[Do this]: Pull out each line in the listing below that contains the string "field". The match is case-sensitive.

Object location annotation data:
⁂

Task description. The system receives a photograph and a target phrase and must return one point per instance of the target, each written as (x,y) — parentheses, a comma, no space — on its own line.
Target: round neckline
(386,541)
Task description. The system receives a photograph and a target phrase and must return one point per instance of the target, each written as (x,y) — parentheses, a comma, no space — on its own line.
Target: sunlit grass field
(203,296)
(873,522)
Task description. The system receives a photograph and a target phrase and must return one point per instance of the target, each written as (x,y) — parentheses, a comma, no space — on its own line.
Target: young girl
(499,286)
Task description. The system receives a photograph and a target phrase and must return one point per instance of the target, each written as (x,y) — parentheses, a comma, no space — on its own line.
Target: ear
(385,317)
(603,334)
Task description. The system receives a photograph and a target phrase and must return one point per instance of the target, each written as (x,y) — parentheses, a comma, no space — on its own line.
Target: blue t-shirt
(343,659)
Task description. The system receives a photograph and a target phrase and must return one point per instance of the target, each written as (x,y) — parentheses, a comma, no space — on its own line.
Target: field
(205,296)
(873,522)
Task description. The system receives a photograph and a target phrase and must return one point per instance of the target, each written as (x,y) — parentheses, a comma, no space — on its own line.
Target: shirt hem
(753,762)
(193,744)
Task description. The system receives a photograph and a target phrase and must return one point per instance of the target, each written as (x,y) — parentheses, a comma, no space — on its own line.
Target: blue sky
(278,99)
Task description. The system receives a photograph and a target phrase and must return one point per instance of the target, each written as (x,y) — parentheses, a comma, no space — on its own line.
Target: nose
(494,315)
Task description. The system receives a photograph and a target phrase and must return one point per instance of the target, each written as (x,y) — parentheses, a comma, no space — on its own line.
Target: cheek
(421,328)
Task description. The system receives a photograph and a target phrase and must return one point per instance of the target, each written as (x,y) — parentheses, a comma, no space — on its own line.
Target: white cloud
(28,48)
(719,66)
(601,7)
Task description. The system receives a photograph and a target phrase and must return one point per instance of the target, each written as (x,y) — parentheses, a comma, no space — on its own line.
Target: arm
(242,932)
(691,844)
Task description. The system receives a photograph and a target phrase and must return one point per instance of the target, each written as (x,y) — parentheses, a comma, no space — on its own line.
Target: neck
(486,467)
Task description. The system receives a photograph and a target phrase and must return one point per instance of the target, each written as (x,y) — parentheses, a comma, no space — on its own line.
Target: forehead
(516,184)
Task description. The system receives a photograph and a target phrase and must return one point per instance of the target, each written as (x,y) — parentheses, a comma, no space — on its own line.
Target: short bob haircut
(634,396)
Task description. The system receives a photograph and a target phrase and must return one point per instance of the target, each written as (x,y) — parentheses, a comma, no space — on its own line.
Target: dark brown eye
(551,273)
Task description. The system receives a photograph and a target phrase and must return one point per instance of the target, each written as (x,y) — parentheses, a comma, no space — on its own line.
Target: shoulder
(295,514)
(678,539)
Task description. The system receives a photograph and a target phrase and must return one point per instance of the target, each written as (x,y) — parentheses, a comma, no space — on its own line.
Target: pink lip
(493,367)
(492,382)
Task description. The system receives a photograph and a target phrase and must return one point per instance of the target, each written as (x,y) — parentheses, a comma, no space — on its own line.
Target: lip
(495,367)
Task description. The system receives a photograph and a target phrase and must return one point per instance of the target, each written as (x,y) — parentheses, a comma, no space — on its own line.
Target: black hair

⁂

[Full answer]:
Target: sunlit grass field
Target: field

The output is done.